Exercise directions
Write out the material below again, changing "wooden chair" to "folding chair" and leaving everything else the same.

Entries
+---+

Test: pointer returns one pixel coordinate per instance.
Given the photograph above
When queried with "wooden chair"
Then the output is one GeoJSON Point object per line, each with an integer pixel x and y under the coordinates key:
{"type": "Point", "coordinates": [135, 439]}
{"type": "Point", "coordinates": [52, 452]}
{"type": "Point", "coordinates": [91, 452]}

+---+

Written response
Test: pointer returns one pixel coordinate per instance.
Given the photograph above
When queried with "folding chair"
Then the output is one GeoJSON Point object per line, each with an integer pixel x and y under the coordinates key:
{"type": "Point", "coordinates": [135, 439]}
{"type": "Point", "coordinates": [52, 452]}
{"type": "Point", "coordinates": [91, 452]}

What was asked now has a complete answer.